» Your task: Your answer must be an exact copy of the entries below, with no pictures in it.

Image-grounded pointing data
[Start of section]

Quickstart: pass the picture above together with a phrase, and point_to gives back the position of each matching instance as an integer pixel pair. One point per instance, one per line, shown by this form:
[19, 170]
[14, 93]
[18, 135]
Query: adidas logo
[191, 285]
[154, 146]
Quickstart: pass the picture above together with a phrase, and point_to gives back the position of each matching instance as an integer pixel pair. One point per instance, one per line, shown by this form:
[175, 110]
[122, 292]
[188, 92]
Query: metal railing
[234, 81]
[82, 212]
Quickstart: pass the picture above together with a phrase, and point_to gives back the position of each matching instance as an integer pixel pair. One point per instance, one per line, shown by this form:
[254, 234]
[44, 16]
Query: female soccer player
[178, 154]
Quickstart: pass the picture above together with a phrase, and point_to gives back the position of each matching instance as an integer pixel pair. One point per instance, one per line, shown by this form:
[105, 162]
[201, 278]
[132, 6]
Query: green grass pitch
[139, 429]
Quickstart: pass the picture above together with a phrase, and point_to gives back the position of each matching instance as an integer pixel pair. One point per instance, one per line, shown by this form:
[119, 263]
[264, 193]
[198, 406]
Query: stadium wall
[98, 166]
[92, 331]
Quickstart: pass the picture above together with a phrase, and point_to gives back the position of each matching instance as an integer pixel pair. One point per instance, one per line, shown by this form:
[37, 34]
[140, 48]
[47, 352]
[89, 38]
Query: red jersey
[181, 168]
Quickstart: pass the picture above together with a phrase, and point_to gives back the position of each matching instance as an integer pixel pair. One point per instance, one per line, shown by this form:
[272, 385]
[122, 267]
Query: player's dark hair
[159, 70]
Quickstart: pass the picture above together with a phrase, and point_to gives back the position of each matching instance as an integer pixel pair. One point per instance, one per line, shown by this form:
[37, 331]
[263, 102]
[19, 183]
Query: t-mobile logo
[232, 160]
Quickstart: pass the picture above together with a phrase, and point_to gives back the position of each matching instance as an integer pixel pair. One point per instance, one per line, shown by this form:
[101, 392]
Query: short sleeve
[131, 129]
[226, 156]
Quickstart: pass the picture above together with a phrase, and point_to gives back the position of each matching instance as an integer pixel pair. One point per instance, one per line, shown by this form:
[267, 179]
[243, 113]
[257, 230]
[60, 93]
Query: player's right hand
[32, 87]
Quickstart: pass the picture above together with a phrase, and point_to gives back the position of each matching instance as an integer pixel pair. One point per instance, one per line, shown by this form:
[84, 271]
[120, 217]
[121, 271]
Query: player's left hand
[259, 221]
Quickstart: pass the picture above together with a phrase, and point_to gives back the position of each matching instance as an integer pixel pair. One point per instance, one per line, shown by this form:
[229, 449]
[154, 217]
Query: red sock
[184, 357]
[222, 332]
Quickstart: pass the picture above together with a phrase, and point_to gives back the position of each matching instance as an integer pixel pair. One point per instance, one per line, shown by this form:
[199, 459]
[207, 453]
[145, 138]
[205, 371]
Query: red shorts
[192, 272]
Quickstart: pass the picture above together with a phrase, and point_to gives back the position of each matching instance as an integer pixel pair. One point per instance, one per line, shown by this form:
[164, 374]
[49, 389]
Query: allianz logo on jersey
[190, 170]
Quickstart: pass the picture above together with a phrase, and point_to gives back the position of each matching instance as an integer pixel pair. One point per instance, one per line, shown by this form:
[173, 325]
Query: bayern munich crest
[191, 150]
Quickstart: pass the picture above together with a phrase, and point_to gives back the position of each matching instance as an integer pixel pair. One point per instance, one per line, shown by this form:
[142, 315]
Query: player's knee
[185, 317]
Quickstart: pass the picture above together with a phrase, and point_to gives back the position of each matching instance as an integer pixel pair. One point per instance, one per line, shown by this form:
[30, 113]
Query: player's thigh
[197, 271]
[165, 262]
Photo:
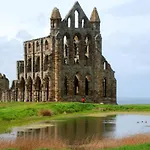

[End of section]

» Exercise output:
Quickstart: pass the picture above together with a phrase, and point_to gives back the position of each matching instance as an integer pixel pair. One point per instance, one per line, shown by this form:
[19, 170]
[14, 93]
[18, 135]
Query: adidas logo
[191, 285]
[154, 146]
Quickstart: pass the picture above together with a phrase, and point_to gives back the position of each matching instance as an integer pixel pair. One point per instance, one per line, shown by this form:
[175, 110]
[122, 292]
[188, 92]
Query: metal railing
[234, 81]
[82, 212]
Quickstart: pass the picture above together with a phrase, and point_to gives back the position of each matching instance as an integer pixel pair. One point per instance, one per line, shown by this form:
[254, 234]
[44, 16]
Query: female soccer player
[178, 154]
Quickstart: pass the picture above together with a phrase, and point_to gives back the position of each matching instance as an integer pixel pair. One point per instance, one per line, shown by this form:
[105, 162]
[201, 278]
[132, 6]
Query: green grass pitch
[139, 429]
Quickstart: pass the picture above together with a phrase, and point_to gives back the position of each matching instance as an integer pixel pair. One point per instance, one per line, shown by this form:
[119, 263]
[264, 193]
[198, 406]
Query: stadium wall
[98, 166]
[92, 331]
Quickstart: pass the picture above together with a phrase, and point_to gives back the position of each matching instance as an integer pixel pair. One point per instance, one per line, shown by this form:
[37, 34]
[140, 48]
[47, 352]
[89, 38]
Query: red jersey
[181, 168]
Quickstart: pass the picture above together with a phrase, and point_to gives back the position of each matching instance as an integer pixel pair. One point per instance, one per line, shown by this form:
[272, 385]
[122, 267]
Query: player's dark hair
[159, 70]
Quickstart: pass the picture above together with a phrase, and point_to gives back the position of each matching instance as an integer pixel pair. One point per instance, one per line, shown by this form:
[37, 331]
[263, 102]
[19, 183]
Query: t-mobile logo
[232, 160]
Quickstart: pass the picture above together with a phrase, and point_to gives back the position of each matching instance as an integer pixel pair. One point per instance, one per line, shown by this form:
[101, 392]
Query: short sleeve
[131, 129]
[226, 156]
Quickstart: pass the picture above together with a phrase, and point_to gives back the position of each matching instance as an integer pixel pair. One point per instance, one per line, shown by this form:
[267, 179]
[243, 113]
[257, 230]
[60, 93]
Query: player's right hand
[32, 87]
Quickstart: pass the picture above together with a phrase, and point_to gives back the position of each matching instance as an integer pixel pair. One point per instance, one per line, shown by this form:
[84, 271]
[120, 217]
[121, 271]
Query: player's left hand
[259, 221]
Quickstart: pass the picture above together with a phrase, and point_to gives back the position of each matching instance as an integer pixel pair. One point per instance, one per line, shown by this form:
[229, 449]
[154, 217]
Query: red sock
[184, 357]
[222, 332]
Quickstart: pass the picture above together with a phrase, and point_to gives back the position of each matching instance as an integer pixel pair. One point per instance, one per line, shown by this form:
[199, 459]
[207, 453]
[145, 138]
[205, 371]
Query: red shorts
[192, 272]
Quickstart: pass the picture above together with a phrase, and point_to gives back the position of each matching instance as an integer pixel pair. One point per instance, one per line, shown by this form:
[164, 374]
[49, 389]
Query: allianz logo on jersey
[190, 170]
Quickstart: pass the picture above together with a phrase, and point_to gives back the position of each matching instance as an integer pixel pair. One point per instance, one per line, shown by this form:
[173, 325]
Query: bayern munich crest
[191, 150]
Quickstart: pass the picture above together with a phrase, and point_to gives back the position of each matching instance as an integer pixel pair. One point per instance, one per line, shown by this form:
[142, 315]
Query: player's knee
[185, 317]
Quickstart: pass the picture above together with a phrase, and point_to gives back the position of each matching instance as an integer pixel pair. One point per instance, one per line, shown by this form:
[30, 113]
Query: player's thigh
[197, 271]
[165, 262]
Photo:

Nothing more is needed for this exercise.